→ Provided passage:
----

The bisection runs east-west if the extent of the bounding area is longer north-south than east-west, and will run north-south otherwise. This is to promote ‘squarer’ rectangles as outputs, although as we’ll see the vagaries of population distribution mean that plenty of long skinny rectangles make it through the process.

Using this splitter function it is straightforward to iteratively subdivide the data into halves by population to some requested depth. I found an R package data.tree that means I can store the results of an iterative splitting process like this as a tree, or more accurately as a linked set of ‘nodes’ with associated attributes. As is often the case in R, when a data structure that is not tabular appears the syntax is a little weird¹, so figuring out how to use it took some experimentation. The Node$new() and using $ to invoke methods on objects was new to me, but I figured it out in the end.

----

→ Challenges:
**1)** Write out the passage on splitting data by population, starting with "The bisection runs" and going on through "through the process.".
**2)** In the passage on splitting data by population, which R package stores the results of the iterative splitting as a tree?
The records are separate material, apart from the passage on splitting data by population.

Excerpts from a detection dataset
----

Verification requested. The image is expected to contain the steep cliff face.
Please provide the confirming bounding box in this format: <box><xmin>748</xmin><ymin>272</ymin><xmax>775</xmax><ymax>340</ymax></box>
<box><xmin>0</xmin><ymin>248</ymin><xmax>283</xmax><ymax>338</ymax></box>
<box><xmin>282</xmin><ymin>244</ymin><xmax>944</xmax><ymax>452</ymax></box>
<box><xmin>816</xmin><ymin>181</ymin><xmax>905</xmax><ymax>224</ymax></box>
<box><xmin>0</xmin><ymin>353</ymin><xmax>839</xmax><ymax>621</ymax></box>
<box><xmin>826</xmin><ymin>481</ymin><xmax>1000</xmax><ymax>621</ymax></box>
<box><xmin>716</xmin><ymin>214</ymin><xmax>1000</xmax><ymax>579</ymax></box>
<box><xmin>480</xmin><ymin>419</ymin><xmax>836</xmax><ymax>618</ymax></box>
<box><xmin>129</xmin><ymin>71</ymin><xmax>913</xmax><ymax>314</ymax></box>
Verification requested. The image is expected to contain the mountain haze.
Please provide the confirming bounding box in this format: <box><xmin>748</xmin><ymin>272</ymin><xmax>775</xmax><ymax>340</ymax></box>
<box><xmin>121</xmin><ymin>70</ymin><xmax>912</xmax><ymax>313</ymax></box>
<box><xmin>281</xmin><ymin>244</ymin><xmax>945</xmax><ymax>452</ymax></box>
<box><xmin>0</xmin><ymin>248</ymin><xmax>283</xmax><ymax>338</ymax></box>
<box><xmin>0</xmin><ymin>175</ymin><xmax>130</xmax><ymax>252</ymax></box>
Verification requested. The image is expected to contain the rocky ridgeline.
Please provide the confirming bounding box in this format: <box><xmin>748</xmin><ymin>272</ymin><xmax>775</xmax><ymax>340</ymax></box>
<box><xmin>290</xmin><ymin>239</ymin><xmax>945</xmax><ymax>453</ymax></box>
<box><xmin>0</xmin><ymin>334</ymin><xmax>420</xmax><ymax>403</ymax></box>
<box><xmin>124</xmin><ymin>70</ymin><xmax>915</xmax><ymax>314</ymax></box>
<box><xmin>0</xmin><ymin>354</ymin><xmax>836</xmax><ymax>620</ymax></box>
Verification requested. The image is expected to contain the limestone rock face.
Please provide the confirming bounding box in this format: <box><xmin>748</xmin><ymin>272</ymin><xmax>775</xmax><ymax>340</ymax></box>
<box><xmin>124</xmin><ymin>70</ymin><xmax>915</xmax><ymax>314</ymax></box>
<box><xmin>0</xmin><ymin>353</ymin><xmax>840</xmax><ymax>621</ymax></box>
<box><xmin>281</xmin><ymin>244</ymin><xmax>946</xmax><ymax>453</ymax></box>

----

→ Final results:
**1)**
The bisection runs east-west if the extent of the bounding area is longer north-south than east-west, and will run north-south otherwise. This is to promote ‘squarer’ rectangles as outputs, although as we’ll see the vagaries of population distribution mean that plenty of long skinny rectangles make it through the process.

**2)** data.tree